What is being asked: Print each line of the items below verbatim, omitting the pictures.

Given records:

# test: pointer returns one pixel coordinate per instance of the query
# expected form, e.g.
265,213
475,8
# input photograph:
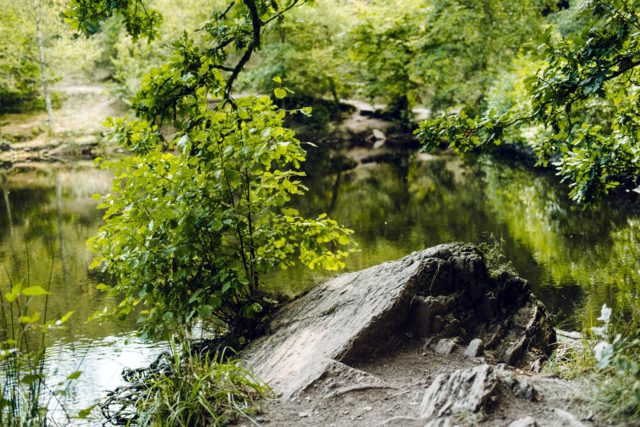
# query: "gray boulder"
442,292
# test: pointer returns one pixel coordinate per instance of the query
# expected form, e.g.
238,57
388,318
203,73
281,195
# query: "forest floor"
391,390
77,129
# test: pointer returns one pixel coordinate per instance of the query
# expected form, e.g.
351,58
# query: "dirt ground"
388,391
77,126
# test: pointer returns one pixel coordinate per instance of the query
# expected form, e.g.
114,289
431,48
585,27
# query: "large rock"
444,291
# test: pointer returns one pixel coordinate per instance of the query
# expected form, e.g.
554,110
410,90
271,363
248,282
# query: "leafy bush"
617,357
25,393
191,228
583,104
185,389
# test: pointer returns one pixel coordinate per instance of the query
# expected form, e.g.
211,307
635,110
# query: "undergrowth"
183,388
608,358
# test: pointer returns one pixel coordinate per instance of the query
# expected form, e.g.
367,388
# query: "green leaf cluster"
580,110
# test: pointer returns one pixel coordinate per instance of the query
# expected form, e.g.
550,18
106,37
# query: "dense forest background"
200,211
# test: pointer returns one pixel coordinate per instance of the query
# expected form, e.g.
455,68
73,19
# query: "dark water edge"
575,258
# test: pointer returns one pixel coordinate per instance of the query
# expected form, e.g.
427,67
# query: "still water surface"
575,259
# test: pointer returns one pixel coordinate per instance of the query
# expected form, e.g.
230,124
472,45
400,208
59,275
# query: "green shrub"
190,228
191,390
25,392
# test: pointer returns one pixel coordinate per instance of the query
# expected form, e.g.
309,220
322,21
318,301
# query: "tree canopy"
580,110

Answer to this exercise:
# test: pointer returns one pixel coordinate per instance of the query
# expected form, e.g.
265,213
475,8
# input photograph:
# query: "gray boulder"
442,292
# test: pointer returns one pixel coordinate per instance of the query
# expected form, e.g.
238,57
388,318
203,73
281,195
# query: "forest floor"
391,390
77,129
# test: pointer returns one pixel coordinate per instance of the query
# expected form, e.g.
351,58
# query: "dirt ground"
388,391
77,126
# test: pointer returns one pixel coordinate per instance of the query
# expected form, e.g.
114,289
431,48
585,27
# query: "large rock"
444,291
# test: pointer returns one pixel coordinate per instance of the query
# expected form, e.g.
554,110
410,90
271,363
248,282
# query: "leafy bush"
617,357
25,393
191,228
583,104
185,389
# test: pointer returns one pixel coordinate per instance of the query
# expected form, e.g.
211,307
635,110
# query: "undergrowth"
183,388
608,358
# test: pointer returns one pixel coordinate per instance of the query
# expected form, e.g.
367,388
# query: "green leaf cluster"
580,110
# test: pointer returns one pixel coordinate per instance of the query
# expected form, e.g.
550,18
106,37
# query: "dense forest background"
200,211
# test: pointer returns one pixel coordinate per instance of the query
# expected form, e.g.
455,68
73,19
# query: "dark water edge"
575,258
# test: pointer returns one pixel coordinate per instance of the query
# expected form, e.g.
427,67
# query: "still water surface"
575,259
# test: pointer returns one pixel coordinate per instance of the query
# expected form, e.g.
230,124
472,45
400,208
59,275
# query: "green shrub"
190,228
191,390
25,392
# test: pointer returns one pixel coordinate per instance of the query
# expected form, e.g.
309,220
322,21
318,301
# query: "tree canopy"
580,110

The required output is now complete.